-- Exercises --
(a) According to the Cluster API passage, what stop-gap solution has Cluster API introduced for this problem?
(b) Rewrite the stretch of the Cluster API passage from "A common approach" through "assigned to you.", putting "mutating webhooks" in place of "admission webhooks".

-- Document passage --
A common approach for this problem has been to watch for Cluster API resources; another approach has been to implement API Server admission webhooks to alter CAPI resources, but both approaches are limited by the fact that the system built on top of Cluster API is forced to treat it as a opaque system and thus with limited visibility and almost total lack of control, e.g. you can watch a Machine being provisioned, but not block the provisioning to start if a quota management systems signals you have exhausted all the resources assigned to you.

A stop-gap solution to this problem has been introduced in Cluster API with the implementation of machine deletion hooks, but this approach is tightly linked to the specific use case and it can not be re-used in other contexts/in other lifecycle moments.

-- Supplied information --
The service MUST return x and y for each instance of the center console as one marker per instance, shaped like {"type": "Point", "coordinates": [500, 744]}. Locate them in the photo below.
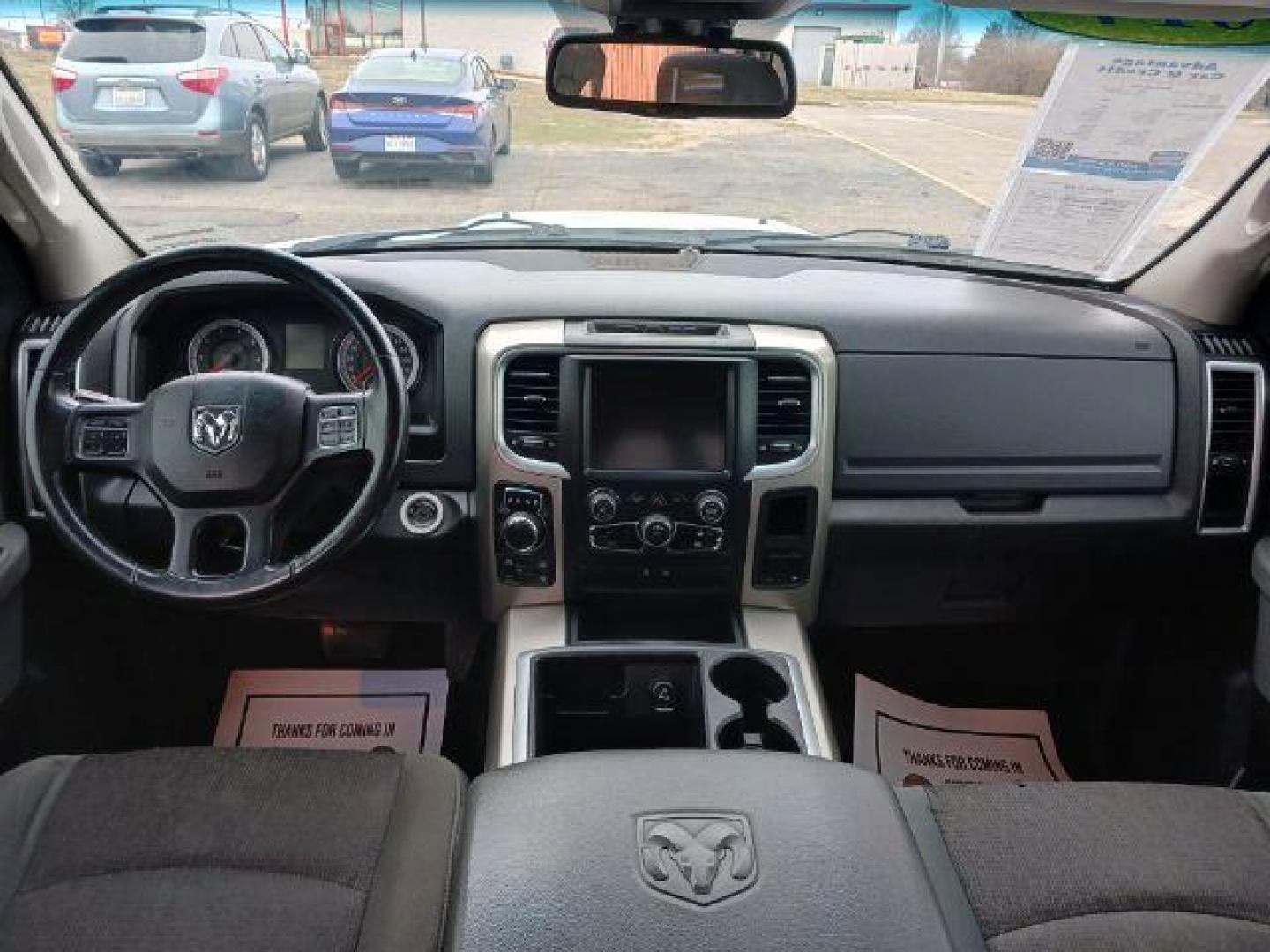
{"type": "Point", "coordinates": [661, 446]}
{"type": "Point", "coordinates": [691, 851]}
{"type": "Point", "coordinates": [654, 502]}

-- Task-by-task outputs --
(a) Machine deletion hooks.

(b)
A common approach for this problem has been to watch for Cluster API resources; another approach has been to implement API Server mutating webhooks to alter CAPI resources, but both approaches are limited by the fact that the system built on top of Cluster API is forced to treat it as a opaque system and thus with limited visibility and almost total lack of control, e.g. you can watch a Machine being provisioned, but not block the provisioning to start if a quota management systems signals you have exhausted all the resources assigned to you.